- DOCUMENT SECTION
========================================
For over a year, we've been hearing from political figures that the media is fake, the media is lying and the media is making things up out of thin air.
This isn't true. Journalism isn't the enemy. Journalists aren't out with any agenda except to get the truth and give it to the people. Perhaps the truth is simply hard for people to grasp, so they assume it must be false, and blame the media instead.
That's easy to see, especially in the top stories that have surfaced over the last year and a half or so. Who would want to believe that our president has connections to Russian hacking?
When I take in news, I don't see "fake" news. When I see journalists covering hurricane damage and rescuing people from there homes, I don't see the fabrication of a situation. When I see journalists risking their lives to investigate business fronts for sex trafficking rings, I don't see a fictional creation of events. I see journalists doing anything and everything they can to get the news to the audiences that need it.
Now, I'm in no way saying that everything you read on Daily Mail's Snapchat Discover Story should be taken as the cold, hard truth. And I'm not saying that People magazine's anonymous sources make good journalism. I mean, where's Kylie's baby?
========================================
- SHORT TASK 1
Answer these questions from the opinion piece about the media:
(a) For how long have political figures been saying the media is fake?
(b) What does the writer see journalists risking their lives to investigate?
(c) Whose anonymous sources does the writer say don't make good journalism?
- SHORT TASK 2
Print the part of the opinion piece about the media between "When I take" and "that need it.", inclusive.
The lines that follow aren't needed for any of this.

- RECORDED INFORMATION
========================================
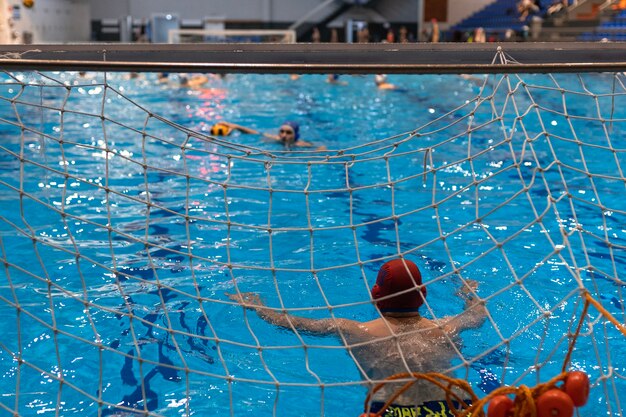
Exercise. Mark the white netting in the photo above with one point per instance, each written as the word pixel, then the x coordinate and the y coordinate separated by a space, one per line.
pixel 122 228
========================================
- EXERCISE RESULT 1
(a) For over a year.
(b) Business fronts for sex trafficking rings.
(c) People magazine's.

- EXERCISE RESULT 2
When I take in news, I don't see "fake" news. When I see journalists covering hurricane damage and rescuing people from there homes, I don't see the fabrication of a situation. When I see journalists risking their lives to investigate business fronts for sex trafficking rings, I don't see a fictional creation of events. I see journalists doing anything and everything they can to get the news to the audiences that need it.